Quoted passage:
Start of Block

With Primark now off the leash, a strong return to form has boosted overall revenues, with a high possibility of more to come.

Associated British Foods (LSE:ABF) had previously anticipated that Primark would have significantly better sales than in the previous comparable period due to less pandemic trading restrictions, and the numbers have certainly not disappointed so far. Except for some brief closures in the period in Austria and the Netherlands, the store estate was open and the result is a hike of 32% in retail revenues.

Contributing to this figure is more evidence of Primark’s increasing presence in the US, where sales improved by 37% as compared to two years ago. Nor is the company resting on its laurels with regard to strategy, with an improved website due to land in the UK by the end of March. Previously something of a blind spot for Primark, starkly highlighted during the pandemic, the development should give the brand some insurance against any future variants, and nudge the company towards the increasing necessity of an online presence for retail success.

Meanwhile, consumer trends remain as footfall to retail parks and town centres continues to outweigh visits to city centres. Some of the growth seen in the period was interrupted in December by the emergence of the Omicron variant, although the company notes that this effect is beginning to diminish.

Operating profit margins are also ahead of the group’s own expectations, driven by these higher volumes, tight stock control and an ongoing focus on cost savings where possible. In terms of outlook, AB Foods is expecting further significant outperformance from the Primark arm, which now accounts for 48% of group revenues, up from 40% at the full-year results.

Elsewhere, food revenues have posted a gain of 5%, despite a dip of 1% from the Grocery division which is the second largest segment within AB Foods, responsible for 22% of revenues. The group as a whole has highlighted the somewhat debilitating effects of inflationary pressures in the form of raw materials, commodities, energy and the supply chain, where longer shipping times are likely to continue for some time. The company’s reaction to these pressures has been to increase prices where possible, alongside operational cost savings.

Given the turbocharge provided by Primark, overall group revenues for the period rose by 16% and the outlook remains unchanged, with the company expecting significant improvements in adjusted operating profit and earnings per share at both the half and the full year.

In the meantime, the share price has diverged somewhat from prospects. Despite a hike of 19% over the last three months, the price remains down by 6% over the last year, as compared to a hike of 12.6% for the broader FTSE100 index. This in turn contributes to a dip of 20% over the last two years, highlighting the ground which needs to be recovered.

Even so, if the shackles continue to loosen on the vital Primark arm, the group should be poised for stronger prospects and the market consensus of the shares as a "strong buy" echoes this possibility.

End of Block

Try it:
Retype the article on Associated British Foods and Primark word for word, everything from "Contributing to this" down to "for retail success.".

Extracted entries:
Start of Block

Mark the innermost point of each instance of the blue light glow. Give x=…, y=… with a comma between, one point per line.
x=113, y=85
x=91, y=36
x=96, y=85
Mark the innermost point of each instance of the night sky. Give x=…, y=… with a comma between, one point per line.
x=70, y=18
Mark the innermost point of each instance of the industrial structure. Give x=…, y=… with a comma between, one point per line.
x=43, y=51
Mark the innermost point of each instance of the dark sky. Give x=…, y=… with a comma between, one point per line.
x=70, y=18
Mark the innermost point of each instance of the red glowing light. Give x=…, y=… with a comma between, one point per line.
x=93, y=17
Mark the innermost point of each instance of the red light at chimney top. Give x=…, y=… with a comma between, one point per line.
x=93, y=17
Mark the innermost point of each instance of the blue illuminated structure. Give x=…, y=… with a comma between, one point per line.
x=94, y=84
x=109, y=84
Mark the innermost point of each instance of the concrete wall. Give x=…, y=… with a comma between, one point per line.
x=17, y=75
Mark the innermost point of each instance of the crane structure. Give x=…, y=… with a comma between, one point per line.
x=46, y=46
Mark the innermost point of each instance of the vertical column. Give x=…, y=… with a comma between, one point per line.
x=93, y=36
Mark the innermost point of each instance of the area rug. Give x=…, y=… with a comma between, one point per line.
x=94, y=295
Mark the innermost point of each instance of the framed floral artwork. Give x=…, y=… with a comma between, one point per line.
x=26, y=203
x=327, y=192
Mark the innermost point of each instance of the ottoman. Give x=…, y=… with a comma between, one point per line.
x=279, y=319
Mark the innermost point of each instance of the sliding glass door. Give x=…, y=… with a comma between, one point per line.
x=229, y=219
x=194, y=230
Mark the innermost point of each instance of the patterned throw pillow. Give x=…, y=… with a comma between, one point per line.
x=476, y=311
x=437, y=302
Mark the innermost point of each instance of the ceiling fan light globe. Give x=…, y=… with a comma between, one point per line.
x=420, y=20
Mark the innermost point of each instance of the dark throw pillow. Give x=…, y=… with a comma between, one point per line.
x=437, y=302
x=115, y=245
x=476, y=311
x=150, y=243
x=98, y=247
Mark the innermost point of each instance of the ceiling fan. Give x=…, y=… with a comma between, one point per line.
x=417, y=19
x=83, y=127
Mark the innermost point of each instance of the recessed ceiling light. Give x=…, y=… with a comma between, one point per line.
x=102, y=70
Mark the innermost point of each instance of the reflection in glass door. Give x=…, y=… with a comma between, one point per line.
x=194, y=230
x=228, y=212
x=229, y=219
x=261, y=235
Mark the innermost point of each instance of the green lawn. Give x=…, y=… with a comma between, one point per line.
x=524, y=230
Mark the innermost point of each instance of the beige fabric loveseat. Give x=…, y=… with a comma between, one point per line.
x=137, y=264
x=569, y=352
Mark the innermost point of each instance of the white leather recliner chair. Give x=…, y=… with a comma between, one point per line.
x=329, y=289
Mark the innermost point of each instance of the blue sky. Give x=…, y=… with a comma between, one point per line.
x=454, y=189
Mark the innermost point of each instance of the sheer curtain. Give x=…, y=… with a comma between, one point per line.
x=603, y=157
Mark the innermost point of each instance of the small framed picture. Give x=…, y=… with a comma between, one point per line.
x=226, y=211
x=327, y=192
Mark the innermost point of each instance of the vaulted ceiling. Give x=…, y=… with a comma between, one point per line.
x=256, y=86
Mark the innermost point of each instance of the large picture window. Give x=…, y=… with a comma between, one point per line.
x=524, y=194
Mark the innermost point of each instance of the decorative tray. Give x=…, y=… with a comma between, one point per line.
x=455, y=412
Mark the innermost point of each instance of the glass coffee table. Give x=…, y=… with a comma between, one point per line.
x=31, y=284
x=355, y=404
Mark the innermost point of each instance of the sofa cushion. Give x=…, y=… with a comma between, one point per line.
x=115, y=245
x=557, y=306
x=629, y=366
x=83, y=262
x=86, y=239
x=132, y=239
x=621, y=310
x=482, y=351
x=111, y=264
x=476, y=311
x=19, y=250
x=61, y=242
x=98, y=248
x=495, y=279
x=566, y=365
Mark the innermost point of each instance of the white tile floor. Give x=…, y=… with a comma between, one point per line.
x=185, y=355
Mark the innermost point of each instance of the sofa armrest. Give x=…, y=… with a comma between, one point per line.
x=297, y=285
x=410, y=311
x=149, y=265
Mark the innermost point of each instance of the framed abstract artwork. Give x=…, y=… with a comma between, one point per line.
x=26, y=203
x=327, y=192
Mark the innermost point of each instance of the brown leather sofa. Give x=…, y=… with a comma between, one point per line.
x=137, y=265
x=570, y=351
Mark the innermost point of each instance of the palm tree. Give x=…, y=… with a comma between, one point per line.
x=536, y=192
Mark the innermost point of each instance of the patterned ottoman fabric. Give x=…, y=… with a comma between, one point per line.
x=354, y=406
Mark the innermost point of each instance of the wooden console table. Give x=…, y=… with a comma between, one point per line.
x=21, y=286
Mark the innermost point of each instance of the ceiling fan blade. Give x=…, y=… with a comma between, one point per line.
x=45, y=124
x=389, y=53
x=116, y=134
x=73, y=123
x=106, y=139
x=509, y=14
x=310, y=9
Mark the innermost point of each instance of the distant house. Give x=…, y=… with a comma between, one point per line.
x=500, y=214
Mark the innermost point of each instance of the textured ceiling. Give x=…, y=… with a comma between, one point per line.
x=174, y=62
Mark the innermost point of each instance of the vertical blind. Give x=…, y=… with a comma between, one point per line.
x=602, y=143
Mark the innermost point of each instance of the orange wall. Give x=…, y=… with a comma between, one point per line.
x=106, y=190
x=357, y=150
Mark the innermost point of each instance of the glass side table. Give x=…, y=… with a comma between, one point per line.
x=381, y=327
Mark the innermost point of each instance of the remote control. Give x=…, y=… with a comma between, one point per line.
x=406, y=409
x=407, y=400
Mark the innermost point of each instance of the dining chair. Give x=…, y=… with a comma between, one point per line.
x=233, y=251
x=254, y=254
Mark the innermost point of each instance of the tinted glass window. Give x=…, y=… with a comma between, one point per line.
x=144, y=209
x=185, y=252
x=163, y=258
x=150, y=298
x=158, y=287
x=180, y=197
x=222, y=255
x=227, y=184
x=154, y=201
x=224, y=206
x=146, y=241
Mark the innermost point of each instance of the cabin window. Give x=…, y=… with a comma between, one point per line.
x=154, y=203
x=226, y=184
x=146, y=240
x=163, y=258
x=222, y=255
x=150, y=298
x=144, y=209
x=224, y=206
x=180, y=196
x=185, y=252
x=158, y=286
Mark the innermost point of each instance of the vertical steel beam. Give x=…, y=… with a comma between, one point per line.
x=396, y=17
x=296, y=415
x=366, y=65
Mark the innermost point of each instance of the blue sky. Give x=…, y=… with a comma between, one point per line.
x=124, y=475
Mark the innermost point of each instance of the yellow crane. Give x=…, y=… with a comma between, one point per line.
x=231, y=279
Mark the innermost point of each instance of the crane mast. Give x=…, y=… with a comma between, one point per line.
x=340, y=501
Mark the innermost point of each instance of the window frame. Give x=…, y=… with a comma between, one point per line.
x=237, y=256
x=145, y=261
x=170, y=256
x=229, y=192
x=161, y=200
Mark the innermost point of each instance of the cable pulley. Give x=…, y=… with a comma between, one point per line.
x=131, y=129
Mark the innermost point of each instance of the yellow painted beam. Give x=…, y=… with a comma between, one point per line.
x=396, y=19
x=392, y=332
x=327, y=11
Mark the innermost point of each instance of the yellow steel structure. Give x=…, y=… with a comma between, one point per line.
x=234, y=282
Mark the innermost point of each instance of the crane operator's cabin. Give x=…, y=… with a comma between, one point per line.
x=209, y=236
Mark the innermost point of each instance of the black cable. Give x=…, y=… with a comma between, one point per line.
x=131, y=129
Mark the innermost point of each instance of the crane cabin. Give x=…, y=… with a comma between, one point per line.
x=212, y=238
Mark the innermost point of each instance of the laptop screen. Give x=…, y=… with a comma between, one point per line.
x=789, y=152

End of Block

Task answer:
Contributing to this figure is more evidence of Primark’s increasing presence in the US, where sales improved by 37% as compared to two years ago. Nor is the company resting on its laurels with regard to strategy, with an improved website due to land in the UK by the end of March. Previously something of a blind spot for Primark, starkly highlighted during the pandemic, the development should give the brand some insurance against any future variants, and nudge the company towards the increasing necessity of an online presence for retail success.